§ EXERCISE DETAILS: Please copy, word for word, the line that contains "Task: identify the river in" and every line after it through the end of the records, and nothing more.

§ Dataset entries:
________________________________________
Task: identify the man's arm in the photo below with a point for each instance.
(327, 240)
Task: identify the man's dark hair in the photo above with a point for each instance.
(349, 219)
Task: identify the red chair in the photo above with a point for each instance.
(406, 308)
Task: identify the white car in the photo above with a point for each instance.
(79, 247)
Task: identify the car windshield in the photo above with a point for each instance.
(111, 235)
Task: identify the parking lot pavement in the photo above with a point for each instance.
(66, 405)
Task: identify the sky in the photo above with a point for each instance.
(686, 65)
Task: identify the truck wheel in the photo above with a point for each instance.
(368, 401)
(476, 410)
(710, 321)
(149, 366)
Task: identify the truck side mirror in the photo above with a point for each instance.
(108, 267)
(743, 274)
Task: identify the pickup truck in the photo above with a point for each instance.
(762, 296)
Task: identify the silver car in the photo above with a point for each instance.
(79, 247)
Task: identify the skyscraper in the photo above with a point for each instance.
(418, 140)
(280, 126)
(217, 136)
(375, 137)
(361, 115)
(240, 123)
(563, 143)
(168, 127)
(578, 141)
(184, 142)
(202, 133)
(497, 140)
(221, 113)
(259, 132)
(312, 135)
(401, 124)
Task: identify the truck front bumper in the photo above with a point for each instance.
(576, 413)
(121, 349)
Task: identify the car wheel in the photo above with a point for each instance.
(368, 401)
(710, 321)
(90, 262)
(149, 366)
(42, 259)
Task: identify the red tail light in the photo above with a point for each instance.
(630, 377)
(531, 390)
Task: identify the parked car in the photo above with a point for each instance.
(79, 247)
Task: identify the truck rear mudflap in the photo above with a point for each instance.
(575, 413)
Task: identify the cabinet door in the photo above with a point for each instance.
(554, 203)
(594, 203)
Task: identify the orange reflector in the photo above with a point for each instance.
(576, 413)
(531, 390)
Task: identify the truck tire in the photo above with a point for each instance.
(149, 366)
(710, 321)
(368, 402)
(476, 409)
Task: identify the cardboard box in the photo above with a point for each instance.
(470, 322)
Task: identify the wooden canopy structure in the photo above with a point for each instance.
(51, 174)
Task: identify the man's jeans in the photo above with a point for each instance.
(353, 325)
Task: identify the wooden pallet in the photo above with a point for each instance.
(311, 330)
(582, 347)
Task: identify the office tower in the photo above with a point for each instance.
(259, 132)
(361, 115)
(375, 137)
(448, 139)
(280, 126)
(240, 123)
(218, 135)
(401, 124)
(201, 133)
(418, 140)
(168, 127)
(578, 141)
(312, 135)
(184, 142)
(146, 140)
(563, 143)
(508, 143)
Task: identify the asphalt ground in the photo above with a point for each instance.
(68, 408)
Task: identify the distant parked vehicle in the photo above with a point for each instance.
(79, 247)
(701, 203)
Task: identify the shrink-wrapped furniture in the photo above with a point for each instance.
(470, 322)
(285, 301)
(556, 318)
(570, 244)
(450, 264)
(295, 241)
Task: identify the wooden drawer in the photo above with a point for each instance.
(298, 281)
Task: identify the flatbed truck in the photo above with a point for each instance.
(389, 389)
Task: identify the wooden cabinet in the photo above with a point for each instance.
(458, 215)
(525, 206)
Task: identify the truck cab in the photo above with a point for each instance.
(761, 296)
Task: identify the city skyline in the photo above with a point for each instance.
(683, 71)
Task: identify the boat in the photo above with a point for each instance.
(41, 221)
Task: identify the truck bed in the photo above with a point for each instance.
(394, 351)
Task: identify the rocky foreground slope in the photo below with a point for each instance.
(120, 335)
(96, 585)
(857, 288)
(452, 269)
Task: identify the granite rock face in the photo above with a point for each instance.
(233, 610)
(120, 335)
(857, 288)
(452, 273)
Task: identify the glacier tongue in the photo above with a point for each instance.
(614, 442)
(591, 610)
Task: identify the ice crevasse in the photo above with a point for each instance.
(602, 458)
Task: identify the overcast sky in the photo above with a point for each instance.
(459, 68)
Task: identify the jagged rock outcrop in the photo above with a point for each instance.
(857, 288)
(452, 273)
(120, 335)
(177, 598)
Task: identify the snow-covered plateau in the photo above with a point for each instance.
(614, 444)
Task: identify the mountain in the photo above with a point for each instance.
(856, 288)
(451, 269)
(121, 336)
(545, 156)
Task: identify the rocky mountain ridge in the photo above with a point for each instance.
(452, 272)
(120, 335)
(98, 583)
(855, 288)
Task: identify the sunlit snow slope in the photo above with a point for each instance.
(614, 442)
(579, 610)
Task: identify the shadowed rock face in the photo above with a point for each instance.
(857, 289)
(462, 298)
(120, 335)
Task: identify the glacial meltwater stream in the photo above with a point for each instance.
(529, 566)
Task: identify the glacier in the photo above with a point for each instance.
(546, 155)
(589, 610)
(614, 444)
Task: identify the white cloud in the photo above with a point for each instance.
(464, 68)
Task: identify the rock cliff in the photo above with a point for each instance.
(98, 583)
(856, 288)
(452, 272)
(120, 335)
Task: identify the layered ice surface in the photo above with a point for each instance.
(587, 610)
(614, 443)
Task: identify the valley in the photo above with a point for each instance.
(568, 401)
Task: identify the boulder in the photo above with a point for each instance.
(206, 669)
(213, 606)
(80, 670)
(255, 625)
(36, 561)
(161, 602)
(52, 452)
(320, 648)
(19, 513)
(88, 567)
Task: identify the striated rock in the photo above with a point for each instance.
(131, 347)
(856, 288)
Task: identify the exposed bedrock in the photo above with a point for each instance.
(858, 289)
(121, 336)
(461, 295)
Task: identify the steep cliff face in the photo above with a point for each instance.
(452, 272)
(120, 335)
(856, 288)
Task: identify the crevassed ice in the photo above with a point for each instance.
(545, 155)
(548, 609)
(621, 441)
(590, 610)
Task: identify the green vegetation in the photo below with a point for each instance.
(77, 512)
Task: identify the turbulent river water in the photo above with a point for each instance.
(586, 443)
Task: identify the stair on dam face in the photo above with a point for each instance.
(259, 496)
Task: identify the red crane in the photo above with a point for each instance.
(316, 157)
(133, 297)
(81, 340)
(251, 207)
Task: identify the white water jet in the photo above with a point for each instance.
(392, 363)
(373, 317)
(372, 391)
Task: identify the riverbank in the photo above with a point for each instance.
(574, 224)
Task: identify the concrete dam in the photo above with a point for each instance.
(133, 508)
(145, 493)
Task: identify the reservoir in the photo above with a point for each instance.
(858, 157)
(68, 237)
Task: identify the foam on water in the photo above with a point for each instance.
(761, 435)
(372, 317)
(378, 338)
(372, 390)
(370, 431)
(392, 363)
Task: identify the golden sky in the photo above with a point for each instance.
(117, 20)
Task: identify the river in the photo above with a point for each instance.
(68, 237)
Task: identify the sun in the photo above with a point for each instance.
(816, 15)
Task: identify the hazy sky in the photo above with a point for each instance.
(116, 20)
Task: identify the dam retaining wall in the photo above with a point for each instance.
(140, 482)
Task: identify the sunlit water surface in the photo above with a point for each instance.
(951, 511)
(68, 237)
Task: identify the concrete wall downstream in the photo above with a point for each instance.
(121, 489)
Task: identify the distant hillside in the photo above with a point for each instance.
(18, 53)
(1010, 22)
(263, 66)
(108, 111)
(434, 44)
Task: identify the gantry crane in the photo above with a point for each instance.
________________________________________
§ REPLY:
Task: identify the river in the photo above with a point for each instance.
(68, 237)
Task: identify the sun in the photo above with a point for each instance.
(816, 15)
Task: identify the hazy sky in the photo above with a point for each instance.
(116, 20)
Task: identify the dam retaining wall in the photo above with a point for each instance.
(140, 482)
Task: identify the sunlit water surface in the photo above with a point for each instance.
(951, 511)
(68, 237)
Task: identify the concrete wall downstream in the photo above with a point for each instance.
(121, 489)
Task: identify the distant hillside in the photo above with a point for each instance.
(18, 53)
(1010, 22)
(263, 66)
(108, 111)
(434, 44)
Task: identify the gantry crane in the photo above with a point for each instance.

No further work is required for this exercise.